Goal:
Omit the images, then print each record below exactly as it reads.

-- Start of Records for this task --

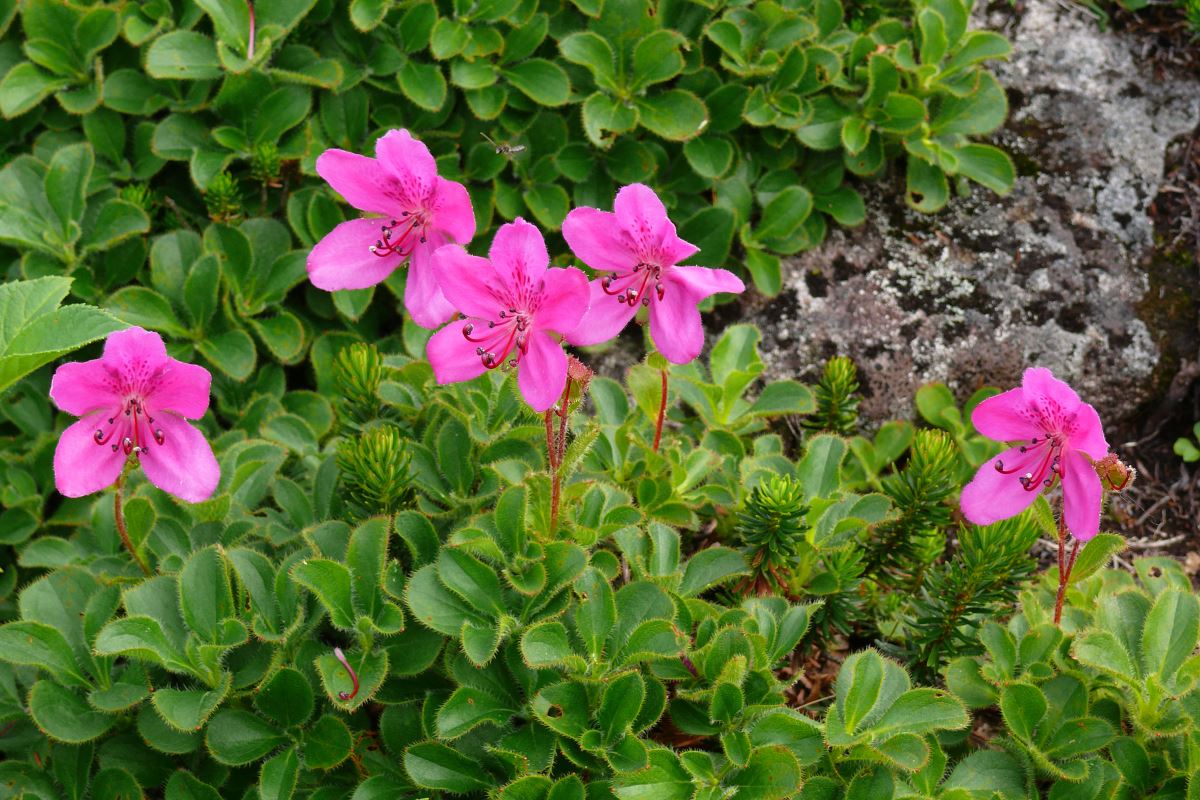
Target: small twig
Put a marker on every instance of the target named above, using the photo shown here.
(349, 669)
(119, 518)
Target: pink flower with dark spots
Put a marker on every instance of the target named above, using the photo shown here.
(420, 212)
(133, 403)
(1060, 437)
(637, 251)
(513, 305)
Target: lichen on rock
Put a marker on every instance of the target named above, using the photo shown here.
(1055, 274)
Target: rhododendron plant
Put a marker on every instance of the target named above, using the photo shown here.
(133, 402)
(636, 250)
(511, 305)
(421, 211)
(1060, 437)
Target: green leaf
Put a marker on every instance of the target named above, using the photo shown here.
(279, 776)
(327, 744)
(549, 203)
(232, 353)
(987, 166)
(432, 765)
(34, 644)
(330, 583)
(1024, 707)
(184, 55)
(603, 113)
(820, 468)
(771, 774)
(709, 156)
(657, 59)
(1096, 554)
(205, 596)
(927, 187)
(65, 716)
(1169, 636)
(709, 567)
(543, 82)
(66, 182)
(184, 786)
(675, 114)
(424, 84)
(467, 709)
(546, 644)
(921, 711)
(665, 779)
(592, 50)
(287, 698)
(235, 738)
(24, 86)
(785, 214)
(187, 710)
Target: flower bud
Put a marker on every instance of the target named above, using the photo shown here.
(358, 372)
(1115, 475)
(376, 469)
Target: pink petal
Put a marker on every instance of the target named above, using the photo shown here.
(423, 295)
(453, 356)
(541, 373)
(1080, 495)
(519, 253)
(81, 465)
(82, 386)
(595, 238)
(702, 282)
(184, 463)
(466, 281)
(675, 323)
(564, 300)
(360, 180)
(604, 319)
(453, 211)
(343, 259)
(645, 221)
(411, 166)
(1006, 417)
(181, 388)
(1039, 385)
(133, 354)
(1087, 433)
(994, 495)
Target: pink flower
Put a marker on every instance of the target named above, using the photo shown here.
(1060, 434)
(132, 401)
(420, 214)
(511, 304)
(637, 246)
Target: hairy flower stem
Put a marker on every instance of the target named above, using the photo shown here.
(349, 671)
(663, 413)
(119, 518)
(1063, 570)
(556, 447)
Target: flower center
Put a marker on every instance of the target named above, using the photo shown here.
(1039, 464)
(131, 428)
(631, 287)
(497, 338)
(399, 238)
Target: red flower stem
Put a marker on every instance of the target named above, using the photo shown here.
(119, 518)
(663, 413)
(250, 46)
(349, 671)
(1063, 570)
(557, 451)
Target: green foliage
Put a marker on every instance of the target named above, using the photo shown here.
(837, 398)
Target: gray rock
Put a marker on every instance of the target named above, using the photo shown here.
(1060, 274)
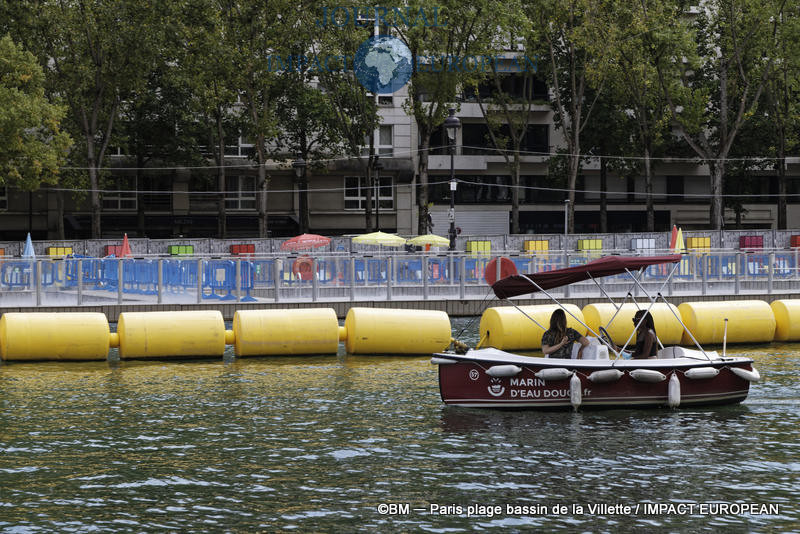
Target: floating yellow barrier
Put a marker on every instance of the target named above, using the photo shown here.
(668, 327)
(506, 328)
(272, 332)
(749, 321)
(54, 336)
(787, 320)
(171, 334)
(388, 331)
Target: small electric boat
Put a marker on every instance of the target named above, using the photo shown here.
(678, 376)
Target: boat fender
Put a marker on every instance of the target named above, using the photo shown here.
(750, 376)
(674, 391)
(575, 391)
(701, 372)
(606, 375)
(503, 370)
(557, 373)
(647, 375)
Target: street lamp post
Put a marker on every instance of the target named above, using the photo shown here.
(377, 166)
(299, 166)
(451, 125)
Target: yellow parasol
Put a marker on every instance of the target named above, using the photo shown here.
(429, 239)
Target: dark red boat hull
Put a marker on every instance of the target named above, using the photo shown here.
(466, 383)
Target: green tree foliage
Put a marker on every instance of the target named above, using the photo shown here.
(464, 30)
(713, 66)
(559, 26)
(32, 145)
(619, 37)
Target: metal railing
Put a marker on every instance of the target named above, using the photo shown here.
(349, 277)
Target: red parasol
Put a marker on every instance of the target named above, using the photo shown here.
(305, 242)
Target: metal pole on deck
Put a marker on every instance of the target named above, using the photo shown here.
(314, 281)
(37, 272)
(276, 279)
(389, 276)
(238, 279)
(160, 288)
(771, 272)
(737, 275)
(120, 281)
(725, 338)
(200, 281)
(80, 282)
(462, 279)
(352, 267)
(425, 277)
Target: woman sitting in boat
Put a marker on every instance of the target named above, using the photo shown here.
(558, 339)
(646, 338)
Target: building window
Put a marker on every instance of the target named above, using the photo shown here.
(383, 141)
(121, 194)
(355, 193)
(476, 189)
(240, 192)
(674, 189)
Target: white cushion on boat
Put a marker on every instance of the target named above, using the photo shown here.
(682, 352)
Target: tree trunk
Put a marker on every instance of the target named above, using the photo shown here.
(603, 196)
(781, 168)
(222, 223)
(422, 168)
(261, 188)
(716, 213)
(515, 194)
(574, 169)
(648, 189)
(304, 217)
(60, 215)
(94, 185)
(140, 218)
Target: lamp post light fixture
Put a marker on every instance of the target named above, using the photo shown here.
(451, 126)
(300, 166)
(377, 167)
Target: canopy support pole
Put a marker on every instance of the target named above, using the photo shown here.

-- End of Records for this task --

Response to the exercise:
Target: small twig
Put a marker on every instance of the target named above, using the photo shown here.
(349, 669)
(119, 518)
Target: pink flower with dark spots
Put a marker on every instance of the target named above, using the photo shown here.
(420, 212)
(133, 403)
(1060, 437)
(637, 251)
(513, 305)
Target: lichen on rock
Put a marker on every instance of the target named above, using the photo shown here.
(1055, 274)
Target: rhododendron plant
Put a marker on every instance of the target named above, using the photo shown here.
(133, 402)
(636, 250)
(511, 305)
(421, 211)
(1060, 437)
Target: green leaf
Put a marker on every instance of the target named above, using the photo shown here.
(279, 776)
(327, 744)
(549, 203)
(232, 353)
(987, 166)
(432, 765)
(34, 644)
(330, 583)
(1024, 707)
(184, 55)
(603, 113)
(820, 468)
(771, 774)
(709, 156)
(657, 59)
(1096, 554)
(205, 596)
(927, 187)
(65, 716)
(1169, 636)
(709, 567)
(543, 82)
(66, 182)
(184, 786)
(675, 114)
(424, 84)
(467, 709)
(546, 644)
(921, 711)
(665, 779)
(592, 50)
(287, 698)
(235, 738)
(24, 86)
(785, 214)
(187, 710)
Target: flower bud
Put a marker on every instance of the target named above, using the photo shown here.
(358, 372)
(1115, 475)
(376, 469)
Target: pink petal
Put a marker on every instance of the target named above, using the photo shown here.
(423, 295)
(453, 356)
(541, 373)
(1080, 495)
(519, 253)
(81, 465)
(82, 386)
(595, 238)
(702, 282)
(184, 463)
(466, 281)
(675, 323)
(564, 300)
(360, 180)
(604, 319)
(453, 211)
(343, 259)
(645, 221)
(411, 166)
(1006, 417)
(181, 388)
(1039, 385)
(133, 354)
(1087, 433)
(994, 495)
Target: pink flower
Put a marker on every instance of the target named above, using the photo shown here.
(1060, 434)
(132, 401)
(420, 214)
(511, 304)
(637, 246)
Target: hairy flower stem
Put a marker on every instance of the target named above, using the photo shown here.
(349, 671)
(663, 413)
(119, 518)
(1063, 570)
(556, 447)
Target: flower center
Put a marker on every instance of the target named above, using the photo shown here.
(1039, 464)
(131, 428)
(631, 287)
(497, 338)
(399, 238)
Target: red flower stem
Put a marker on every instance of the target named above, using the photo shown here.
(119, 518)
(663, 413)
(250, 46)
(349, 671)
(1063, 570)
(557, 451)
Target: green foliage
Put a marker on every instance of the target named above, using the photo shown here.
(837, 398)
Target: gray rock
Put a marker on every instance of the target named above, using the photo shown here.
(1060, 274)
Target: floating yellow barrier
Put a marker on every instance of the target named above, using the photo shown here.
(668, 327)
(506, 328)
(272, 332)
(749, 321)
(54, 336)
(787, 320)
(171, 334)
(388, 331)
Target: small electric boat
Put a marker on every instance of the target named above, using the photo shown here.
(678, 376)
Target: boat fender
Put a marker on every instance of the target named above, using the photo shown here.
(750, 376)
(674, 391)
(575, 391)
(701, 372)
(606, 375)
(503, 370)
(557, 373)
(647, 375)
Target: street lamp post
Put a marker on every instance of the target named above, using the photo shown here.
(377, 166)
(299, 166)
(451, 125)
Target: yellow parasol
Put a marker on every instance of the target named above, using the photo shown here.
(429, 239)
Target: dark red boat hull
Put a marker on every instance of the target named above, using the photo shown here.
(466, 383)
Target: green tree foliage
Put a marker on every instance of the target named above, using the photo shown here.
(464, 30)
(713, 66)
(559, 26)
(32, 145)
(619, 37)
Target: metal railing
Put a marker on every instance of the target named above, using the photo shown here.
(349, 277)
Target: red parasol
Put a marker on every instance of the target named above, using the photo shown here.
(305, 242)
Target: metal pole on deck
Put a marker on every instance of the target named above, using the photo shown here.
(314, 281)
(37, 272)
(276, 279)
(389, 276)
(238, 279)
(160, 288)
(771, 272)
(737, 275)
(120, 281)
(725, 338)
(200, 281)
(80, 282)
(462, 279)
(352, 267)
(425, 277)
Target: woman sitting in boat
Put a marker on every instance of the target named above, using the photo shown here.
(558, 339)
(646, 338)
Target: building window
Put a marker on every instance of the target named above, using the photo shown here.
(383, 141)
(121, 194)
(355, 193)
(476, 189)
(240, 192)
(674, 189)
Target: white cushion on boat
Put a marker on every instance of the target named above, using the photo shown here.
(682, 352)
Target: tree trunk
Put a marker on every instance of the target named above, using the photo shown here.
(603, 196)
(781, 168)
(222, 223)
(422, 168)
(261, 188)
(716, 213)
(515, 194)
(574, 169)
(648, 189)
(304, 217)
(60, 215)
(94, 185)
(140, 218)
Target: lamp post light fixture
Put a marker on every instance of the target named above, using the photo shown here.
(451, 126)
(300, 166)
(377, 167)
Target: canopy support pole
Put a marker on every instance of the target named above, using the photo shown here.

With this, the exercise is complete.